▸ Phrase grounding data:
____________________

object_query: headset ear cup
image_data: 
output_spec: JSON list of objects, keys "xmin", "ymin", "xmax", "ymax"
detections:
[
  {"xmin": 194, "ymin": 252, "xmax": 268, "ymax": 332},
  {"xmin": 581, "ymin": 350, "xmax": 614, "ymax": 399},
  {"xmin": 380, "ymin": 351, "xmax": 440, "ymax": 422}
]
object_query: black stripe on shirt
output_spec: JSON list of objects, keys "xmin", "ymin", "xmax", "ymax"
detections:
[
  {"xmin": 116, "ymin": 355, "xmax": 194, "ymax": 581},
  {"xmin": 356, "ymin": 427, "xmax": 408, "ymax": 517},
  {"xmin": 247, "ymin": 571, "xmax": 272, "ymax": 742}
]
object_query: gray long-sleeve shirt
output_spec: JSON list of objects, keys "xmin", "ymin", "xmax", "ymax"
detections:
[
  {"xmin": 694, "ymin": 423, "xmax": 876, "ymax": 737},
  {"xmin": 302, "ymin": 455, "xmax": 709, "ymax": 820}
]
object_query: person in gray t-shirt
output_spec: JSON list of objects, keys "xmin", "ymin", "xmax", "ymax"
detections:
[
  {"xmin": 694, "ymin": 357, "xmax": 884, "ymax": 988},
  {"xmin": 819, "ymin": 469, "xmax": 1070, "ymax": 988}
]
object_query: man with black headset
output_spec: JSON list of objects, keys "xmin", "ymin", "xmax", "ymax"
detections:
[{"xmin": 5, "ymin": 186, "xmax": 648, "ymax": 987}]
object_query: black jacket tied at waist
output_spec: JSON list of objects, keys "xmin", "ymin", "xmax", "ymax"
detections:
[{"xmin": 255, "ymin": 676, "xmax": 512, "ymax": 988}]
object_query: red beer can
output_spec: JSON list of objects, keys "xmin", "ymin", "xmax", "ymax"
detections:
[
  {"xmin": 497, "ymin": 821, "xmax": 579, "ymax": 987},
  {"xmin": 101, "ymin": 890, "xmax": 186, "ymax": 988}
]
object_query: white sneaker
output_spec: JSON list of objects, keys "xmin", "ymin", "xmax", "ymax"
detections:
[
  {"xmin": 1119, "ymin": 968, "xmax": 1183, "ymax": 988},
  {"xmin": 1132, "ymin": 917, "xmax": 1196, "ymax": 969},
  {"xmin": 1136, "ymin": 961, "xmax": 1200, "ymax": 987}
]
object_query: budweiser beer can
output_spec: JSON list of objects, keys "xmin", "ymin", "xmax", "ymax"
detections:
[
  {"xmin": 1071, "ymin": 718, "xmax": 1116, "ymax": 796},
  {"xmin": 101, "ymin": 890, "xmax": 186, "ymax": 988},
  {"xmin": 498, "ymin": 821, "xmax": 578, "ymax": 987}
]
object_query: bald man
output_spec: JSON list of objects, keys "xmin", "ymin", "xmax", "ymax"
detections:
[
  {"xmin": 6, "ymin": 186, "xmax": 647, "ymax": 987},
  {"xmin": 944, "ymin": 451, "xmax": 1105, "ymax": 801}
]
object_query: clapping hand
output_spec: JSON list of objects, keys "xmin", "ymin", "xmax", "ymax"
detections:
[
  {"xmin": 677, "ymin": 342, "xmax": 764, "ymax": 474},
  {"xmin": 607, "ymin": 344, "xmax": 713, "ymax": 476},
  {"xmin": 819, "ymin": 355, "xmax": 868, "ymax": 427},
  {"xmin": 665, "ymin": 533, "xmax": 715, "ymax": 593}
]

____________________

▸ Work instructions: Please show, exactly as written, every line above that contains the word "gray".

▸ Solution for this exercise:
object_query: gray long-sleeve shirt
object_query: person in gray t-shirt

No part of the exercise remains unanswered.